Although the entries contain pictures, write out only their text, exactly as it stands.

Stored dataset items:
========================

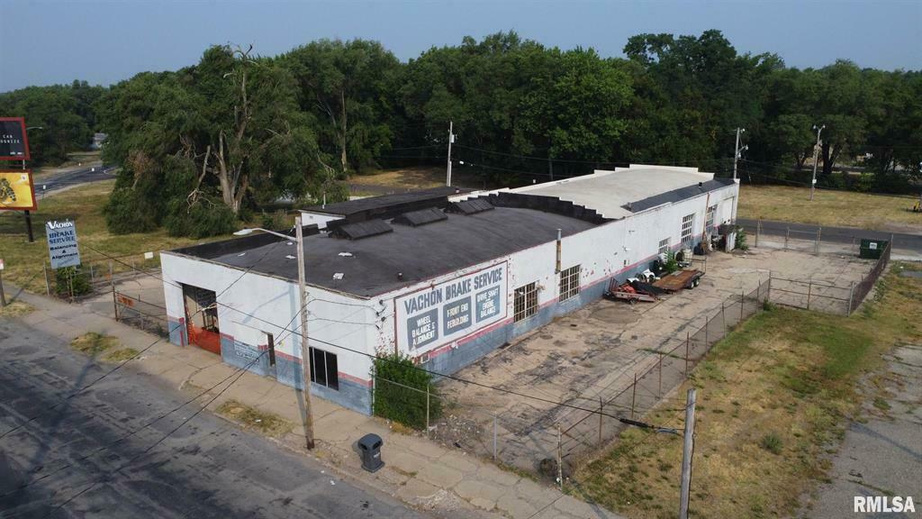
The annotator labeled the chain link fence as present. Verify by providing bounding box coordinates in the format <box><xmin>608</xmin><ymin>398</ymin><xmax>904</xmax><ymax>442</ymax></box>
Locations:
<box><xmin>374</xmin><ymin>279</ymin><xmax>772</xmax><ymax>481</ymax></box>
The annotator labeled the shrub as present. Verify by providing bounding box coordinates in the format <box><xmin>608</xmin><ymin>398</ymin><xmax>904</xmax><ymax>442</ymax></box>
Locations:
<box><xmin>55</xmin><ymin>266</ymin><xmax>92</xmax><ymax>297</ymax></box>
<box><xmin>760</xmin><ymin>432</ymin><xmax>783</xmax><ymax>454</ymax></box>
<box><xmin>735</xmin><ymin>227</ymin><xmax>749</xmax><ymax>251</ymax></box>
<box><xmin>372</xmin><ymin>353</ymin><xmax>442</xmax><ymax>430</ymax></box>
<box><xmin>104</xmin><ymin>187</ymin><xmax>161</xmax><ymax>234</ymax></box>
<box><xmin>663</xmin><ymin>251</ymin><xmax>679</xmax><ymax>274</ymax></box>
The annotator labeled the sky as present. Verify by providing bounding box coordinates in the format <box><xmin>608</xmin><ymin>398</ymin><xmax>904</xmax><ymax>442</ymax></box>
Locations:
<box><xmin>1</xmin><ymin>0</ymin><xmax>920</xmax><ymax>93</ymax></box>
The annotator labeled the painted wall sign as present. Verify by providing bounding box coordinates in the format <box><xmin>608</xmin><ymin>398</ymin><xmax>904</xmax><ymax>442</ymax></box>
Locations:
<box><xmin>0</xmin><ymin>170</ymin><xmax>37</xmax><ymax>211</ymax></box>
<box><xmin>0</xmin><ymin>118</ymin><xmax>30</xmax><ymax>161</ymax></box>
<box><xmin>396</xmin><ymin>262</ymin><xmax>508</xmax><ymax>353</ymax></box>
<box><xmin>45</xmin><ymin>220</ymin><xmax>81</xmax><ymax>269</ymax></box>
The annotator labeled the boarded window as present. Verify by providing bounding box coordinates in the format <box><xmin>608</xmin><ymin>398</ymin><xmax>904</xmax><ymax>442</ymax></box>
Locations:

========================

* [EXERCISE RESULT]:
The annotator labeled the chain link fence as present. Verify by providing bounding box coordinates in the format <box><xmin>608</xmin><ymin>398</ymin><xmax>904</xmax><ymax>442</ymax></box>
Locations:
<box><xmin>374</xmin><ymin>279</ymin><xmax>772</xmax><ymax>481</ymax></box>
The annotator labeled the shrub as present. Verify by providing bounding box coordinates in the format <box><xmin>608</xmin><ymin>398</ymin><xmax>904</xmax><ymax>442</ymax></box>
Locations:
<box><xmin>55</xmin><ymin>266</ymin><xmax>92</xmax><ymax>297</ymax></box>
<box><xmin>760</xmin><ymin>432</ymin><xmax>783</xmax><ymax>454</ymax></box>
<box><xmin>735</xmin><ymin>227</ymin><xmax>749</xmax><ymax>251</ymax></box>
<box><xmin>372</xmin><ymin>353</ymin><xmax>442</xmax><ymax>430</ymax></box>
<box><xmin>104</xmin><ymin>187</ymin><xmax>161</xmax><ymax>234</ymax></box>
<box><xmin>663</xmin><ymin>251</ymin><xmax>679</xmax><ymax>274</ymax></box>
The annotator labeled the sky as present. Verify by providing bounding box coordinates in the format <box><xmin>608</xmin><ymin>398</ymin><xmax>904</xmax><ymax>442</ymax></box>
Locations:
<box><xmin>1</xmin><ymin>0</ymin><xmax>920</xmax><ymax>93</ymax></box>
The annotator labeled the painted wall sign as present. Verify by providing bounding box coordinates in the format <box><xmin>608</xmin><ymin>398</ymin><xmax>904</xmax><ymax>442</ymax></box>
Locations:
<box><xmin>0</xmin><ymin>170</ymin><xmax>37</xmax><ymax>211</ymax></box>
<box><xmin>0</xmin><ymin>118</ymin><xmax>30</xmax><ymax>161</ymax></box>
<box><xmin>396</xmin><ymin>262</ymin><xmax>508</xmax><ymax>353</ymax></box>
<box><xmin>45</xmin><ymin>220</ymin><xmax>81</xmax><ymax>269</ymax></box>
The annotator labeled the boarded window as present. Verify by providing bounding box coordinates in the format <box><xmin>608</xmin><ymin>398</ymin><xmax>904</xmax><ymax>442</ymax></box>
Locations:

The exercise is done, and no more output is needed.